Begin SELECTED EXCERPT
FRED FIRST: Meeting New Neighbors: Giving Them Names

I noticed this odd creature on our porch this week. Both Seek (by iNaturalist) and Google Lens identify this creature pictured here as a brown rove beetle. I don’t think that’s right. Might be close. It matters. Bear with me.

Winged insect possibly a rove beetle (the second largest group of beetles after weevils). Length approximately one inch.

In my 75 years I have never seen this insect before. That it does not yet have a name I can use to get to know it better is causing some mild and persistent distress. I would like to be introduced.

Knowing the NAME would allow me to investigate. Nameless, all I know is what it looks like and where it was observed. The act of naming brings so many potential facts into my learning and understanding about previously-anonymous plants, animals or fungi.

What I have here is closely related to this creature but not spot on.
End SELECTED EXCERPT
Begin DATA
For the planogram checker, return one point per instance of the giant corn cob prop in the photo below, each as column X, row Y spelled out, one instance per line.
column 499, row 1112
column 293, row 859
End DATA
> _WORK REQUIRED_: Reproduce the post about naming an unfamiliar beetle, from the top of the page, word for word with its heading included.

> _RESULT OF THE EXERCISE_:
FRED FIRST: Meeting New Neighbors: Giving Them Names

I noticed this odd creature on our porch this week. Both Seek (by iNaturalist) and Google Lens identify this creature pictured here as a brown rove beetle. I don’t think that’s right. Might be close. It matters. Bear with me.

Winged insect possibly a rove beetle (the second largest group of beetles after weevils). Length approximately one inch.

In my 75 years I have never seen this insect before. That it does not yet have a name I can use to get to know it better is causing some mild and persistent distress. I would like to be introduced.

Knowing the NAME would allow me to investigate. Nameless, all I know is what it looks like and where it was observed. The act of naming brings so many potential facts into my learning and understanding about previously-anonymous plants, animals or fungi.

What I have here is closely related to this creature but not spot on.